## start Records supplied
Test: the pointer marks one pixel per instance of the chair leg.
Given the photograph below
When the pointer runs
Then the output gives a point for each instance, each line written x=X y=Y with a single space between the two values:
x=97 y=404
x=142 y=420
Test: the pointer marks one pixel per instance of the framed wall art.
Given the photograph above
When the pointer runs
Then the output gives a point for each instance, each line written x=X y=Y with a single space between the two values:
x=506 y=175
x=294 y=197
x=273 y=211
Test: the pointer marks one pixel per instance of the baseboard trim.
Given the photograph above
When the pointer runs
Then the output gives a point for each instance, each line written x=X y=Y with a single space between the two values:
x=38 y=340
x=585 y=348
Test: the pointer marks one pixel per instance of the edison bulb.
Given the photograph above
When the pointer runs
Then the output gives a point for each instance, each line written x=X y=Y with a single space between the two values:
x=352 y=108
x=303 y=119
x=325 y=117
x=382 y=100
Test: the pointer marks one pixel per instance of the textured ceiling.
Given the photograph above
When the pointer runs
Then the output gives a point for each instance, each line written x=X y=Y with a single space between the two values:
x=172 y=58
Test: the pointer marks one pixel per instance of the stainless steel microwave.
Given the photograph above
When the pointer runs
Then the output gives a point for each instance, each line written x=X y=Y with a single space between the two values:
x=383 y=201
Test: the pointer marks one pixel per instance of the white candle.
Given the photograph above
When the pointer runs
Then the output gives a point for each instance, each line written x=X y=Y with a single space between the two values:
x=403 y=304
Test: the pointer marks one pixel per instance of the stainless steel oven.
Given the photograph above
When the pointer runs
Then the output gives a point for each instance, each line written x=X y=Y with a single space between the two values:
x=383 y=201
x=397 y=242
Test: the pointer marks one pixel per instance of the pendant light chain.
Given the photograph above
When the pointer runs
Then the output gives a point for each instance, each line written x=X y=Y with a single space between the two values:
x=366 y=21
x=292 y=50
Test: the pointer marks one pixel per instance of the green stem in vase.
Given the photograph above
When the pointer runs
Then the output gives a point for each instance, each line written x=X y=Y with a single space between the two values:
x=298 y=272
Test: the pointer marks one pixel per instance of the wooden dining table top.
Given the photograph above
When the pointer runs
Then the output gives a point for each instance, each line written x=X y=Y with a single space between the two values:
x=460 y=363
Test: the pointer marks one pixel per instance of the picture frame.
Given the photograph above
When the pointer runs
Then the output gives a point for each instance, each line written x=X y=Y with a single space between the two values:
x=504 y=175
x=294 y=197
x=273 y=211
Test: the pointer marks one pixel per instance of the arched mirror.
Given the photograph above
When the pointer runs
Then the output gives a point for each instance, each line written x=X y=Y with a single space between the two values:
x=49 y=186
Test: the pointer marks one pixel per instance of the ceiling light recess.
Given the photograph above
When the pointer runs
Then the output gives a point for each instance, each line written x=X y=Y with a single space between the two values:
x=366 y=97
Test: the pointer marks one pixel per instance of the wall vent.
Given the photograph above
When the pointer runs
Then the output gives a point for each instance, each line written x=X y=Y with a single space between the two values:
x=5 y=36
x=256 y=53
## end Records supplied
## Job
Your task is to return the full listing exactly as it was given.

## Correct result
Test: the pointer marks one pixel per instance of the chair leg.
Given the photograph below
When the pointer runs
Then the output gives a point for each instance, each line written x=X y=Y with a single space between the two values:
x=97 y=404
x=142 y=420
Test: the pointer marks one pixel per instance of the framed wall art.
Given the photograph above
When the pointer runs
Then the output gives a point for each instance, each line written x=X y=Y with a single space between the two values:
x=506 y=175
x=294 y=197
x=273 y=211
Test: the pointer marks one pixel per instance of the baseboard trim.
Given the photograph above
When the pointer runs
Then the output gives a point for each instance, each line written x=X y=Y with a single space between the two values:
x=38 y=340
x=585 y=348
Test: the pointer marks one pixel per instance of the edison bulb.
Given the photograph above
When the pointer runs
Then the output gives a point for each instance, each line written x=X y=Y with a single space between the two values:
x=352 y=108
x=303 y=119
x=325 y=117
x=382 y=100
Test: the pointer marks one pixel per instance of the textured ceiling.
Given the photograph above
When the pointer runs
Then the output gives a point for each instance, each line written x=X y=Y with a single space between the two values:
x=172 y=58
Test: the pointer marks one pixel per instance of the stainless steel microwave.
Given the photograph above
When the pointer runs
Then the output gives a point for each instance, each line written x=X y=Y with a single space between the two values:
x=383 y=201
Test: the pointer marks one pixel per instance of the white candle.
Given the photograph above
When the pointer runs
Then the output gives a point for each instance, each line written x=X y=Y with a single space between the two values:
x=403 y=304
Test: the pointer marks one pixel per instance of the stainless steel oven.
Given the photograph above
When the pointer runs
Then the output gives a point for each instance, each line written x=X y=Y with a single space between the two values:
x=383 y=201
x=397 y=242
Test: the pointer marks one pixel per instance of the pendant light chain.
Given the photograph above
When the pointer runs
Then the output gives a point for each instance, each line written x=X y=Y with a single space between the two values:
x=366 y=21
x=292 y=50
Test: the pointer marks one pixel per instance of the green stem in vase.
Given the photograph above
When the pointer runs
Then the output gives a point for each instance, each line written x=X y=Y with a single space between the two values:
x=298 y=272
Test: the pointer marks one pixel per instance of the wooden dining table top.
Given the photograph above
When the pointer runs
Then the output gives a point for each instance, each line written x=X y=Y with a single space between the two values:
x=460 y=363
Test: the pointer marks one pixel per instance of the picture frame.
Given the photograph above
When the pointer runs
Then the output gives a point for each instance, each line written x=X y=Y with a single space between the two values:
x=504 y=175
x=294 y=197
x=273 y=211
Test: the pointer marks one pixel per instance of the arched mirror.
Given the photograph above
When the pointer runs
Then the output gives a point for each instance, each line written x=X y=Y with a single space between the two values:
x=49 y=186
Test: the pointer marks one pixel per instance of the ceiling light recess.
Given the photograph above
When the pointer runs
Then the output gives a point for each instance, each line written x=X y=Y with a single space between the two values:
x=366 y=97
Test: the pointer marks one pixel per instance of the wall vent.
Given the photograph above
When the pointer runs
Then the output gives a point for each instance, each line written x=X y=Y with a single space between the two values:
x=5 y=36
x=256 y=53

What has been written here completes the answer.